TEXT:
────────────────────
Beginning in 2018, a 40% tax will be applied to the value of employer-sponsored health care plans that exceed a threshold of $10,200 for individuals and $27,500 for families. And it’s only a matter of time until this tax intended to hit high-cost group health plans takes aim at the vast majority of policyholders covered under virtually all group health plans.

Why? Because the thresholds will grow at the rate of inflation instead of the rate of health care costs. But price increases for health care have consistently outpaced the average rate of inflation across the economy. This means that over time, more and more health plans—including lower value options—will be subject to the 40% tax.  

What’s at stake? Affordable health insurance for the 150 million Americans who receive coverage through their employer. Employer-sponsored health care coverage through the workforce has long been revered as the most stable, innovative, and preferred venue for individuals to obtain health coverage.
────────────────────
DATA LISTING:
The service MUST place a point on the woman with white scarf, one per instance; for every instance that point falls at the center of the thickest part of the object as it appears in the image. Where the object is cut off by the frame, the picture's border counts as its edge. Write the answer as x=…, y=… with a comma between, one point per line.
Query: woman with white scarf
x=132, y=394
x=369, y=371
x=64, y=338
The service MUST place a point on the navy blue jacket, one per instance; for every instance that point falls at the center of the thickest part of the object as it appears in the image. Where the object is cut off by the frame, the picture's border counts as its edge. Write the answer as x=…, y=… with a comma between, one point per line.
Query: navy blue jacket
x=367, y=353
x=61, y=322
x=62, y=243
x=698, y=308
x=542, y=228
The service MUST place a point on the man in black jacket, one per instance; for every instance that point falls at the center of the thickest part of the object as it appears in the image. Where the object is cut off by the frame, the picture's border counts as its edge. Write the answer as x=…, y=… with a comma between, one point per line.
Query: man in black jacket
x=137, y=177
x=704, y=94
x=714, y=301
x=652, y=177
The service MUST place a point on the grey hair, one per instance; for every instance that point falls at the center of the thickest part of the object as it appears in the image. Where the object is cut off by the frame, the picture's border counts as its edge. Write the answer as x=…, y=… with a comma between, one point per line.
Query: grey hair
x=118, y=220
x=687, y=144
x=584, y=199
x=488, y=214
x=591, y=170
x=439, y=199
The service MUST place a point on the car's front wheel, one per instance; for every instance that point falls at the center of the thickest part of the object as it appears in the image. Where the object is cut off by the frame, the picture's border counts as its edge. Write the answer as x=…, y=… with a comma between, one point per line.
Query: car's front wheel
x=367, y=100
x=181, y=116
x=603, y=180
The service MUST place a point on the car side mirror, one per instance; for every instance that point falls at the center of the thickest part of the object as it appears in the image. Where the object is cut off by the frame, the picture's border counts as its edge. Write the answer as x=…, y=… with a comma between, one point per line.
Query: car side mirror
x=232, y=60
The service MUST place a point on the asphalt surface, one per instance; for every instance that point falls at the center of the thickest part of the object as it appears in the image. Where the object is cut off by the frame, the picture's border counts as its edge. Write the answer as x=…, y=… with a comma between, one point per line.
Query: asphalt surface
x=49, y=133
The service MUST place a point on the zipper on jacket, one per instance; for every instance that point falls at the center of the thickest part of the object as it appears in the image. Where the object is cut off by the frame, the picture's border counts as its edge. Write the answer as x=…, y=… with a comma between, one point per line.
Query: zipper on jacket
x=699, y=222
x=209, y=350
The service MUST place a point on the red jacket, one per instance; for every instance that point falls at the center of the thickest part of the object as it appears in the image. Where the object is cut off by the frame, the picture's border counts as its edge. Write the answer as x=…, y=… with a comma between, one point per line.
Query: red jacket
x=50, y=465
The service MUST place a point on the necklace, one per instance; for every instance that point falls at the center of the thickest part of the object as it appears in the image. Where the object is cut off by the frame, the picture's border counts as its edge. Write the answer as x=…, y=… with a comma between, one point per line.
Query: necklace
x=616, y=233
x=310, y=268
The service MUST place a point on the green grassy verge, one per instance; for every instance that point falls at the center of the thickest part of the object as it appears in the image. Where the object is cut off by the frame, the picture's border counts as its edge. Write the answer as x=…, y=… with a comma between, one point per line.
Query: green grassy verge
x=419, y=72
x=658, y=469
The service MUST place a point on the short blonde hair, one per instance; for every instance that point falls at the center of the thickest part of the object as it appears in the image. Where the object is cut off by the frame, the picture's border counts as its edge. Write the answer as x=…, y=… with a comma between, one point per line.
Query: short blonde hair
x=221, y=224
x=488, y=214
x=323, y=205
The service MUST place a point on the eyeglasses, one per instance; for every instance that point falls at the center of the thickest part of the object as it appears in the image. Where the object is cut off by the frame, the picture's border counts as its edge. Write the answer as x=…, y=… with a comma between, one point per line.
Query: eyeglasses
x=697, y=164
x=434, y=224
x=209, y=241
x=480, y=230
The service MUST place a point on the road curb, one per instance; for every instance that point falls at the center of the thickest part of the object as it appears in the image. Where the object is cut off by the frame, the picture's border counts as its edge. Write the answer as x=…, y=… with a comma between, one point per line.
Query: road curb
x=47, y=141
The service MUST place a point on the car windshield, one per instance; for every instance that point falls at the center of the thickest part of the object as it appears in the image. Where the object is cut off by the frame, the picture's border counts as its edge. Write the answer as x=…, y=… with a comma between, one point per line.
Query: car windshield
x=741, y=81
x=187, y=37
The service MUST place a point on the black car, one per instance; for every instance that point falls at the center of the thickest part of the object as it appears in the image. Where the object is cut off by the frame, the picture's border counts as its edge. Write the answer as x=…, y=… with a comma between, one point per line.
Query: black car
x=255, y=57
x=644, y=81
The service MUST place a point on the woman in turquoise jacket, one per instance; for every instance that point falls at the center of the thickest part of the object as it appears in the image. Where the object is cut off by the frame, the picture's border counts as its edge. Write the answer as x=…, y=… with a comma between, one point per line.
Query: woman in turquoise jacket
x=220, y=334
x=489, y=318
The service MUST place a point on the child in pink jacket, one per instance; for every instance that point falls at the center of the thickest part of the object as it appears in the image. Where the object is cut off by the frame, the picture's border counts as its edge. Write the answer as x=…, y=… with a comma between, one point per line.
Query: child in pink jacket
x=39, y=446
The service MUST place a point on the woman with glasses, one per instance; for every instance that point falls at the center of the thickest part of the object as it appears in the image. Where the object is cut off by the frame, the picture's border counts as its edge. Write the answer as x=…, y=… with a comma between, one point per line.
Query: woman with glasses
────────────────────
TASK DESCRIPTION: Print everything from "Beginning in 2018, a" down to "the 40% tax." in the passage on the health plan tax, word for word.

OUTPUT FOR THIS EXERCISE:
Beginning in 2018, a 40% tax will be applied to the value of employer-sponsored health care plans that exceed a threshold of $10,200 for individuals and $27,500 for families. And it’s only a matter of time until this tax intended to hit high-cost group health plans takes aim at the vast majority of policyholders covered under virtually all group health plans.

Why? Because the thresholds will grow at the rate of inflation instead of the rate of health care costs. But price increases for health care have consistently outpaced the average rate of inflation across the economy. This means that over time, more and more health plans—including lower value options—will be subject to the 40% tax.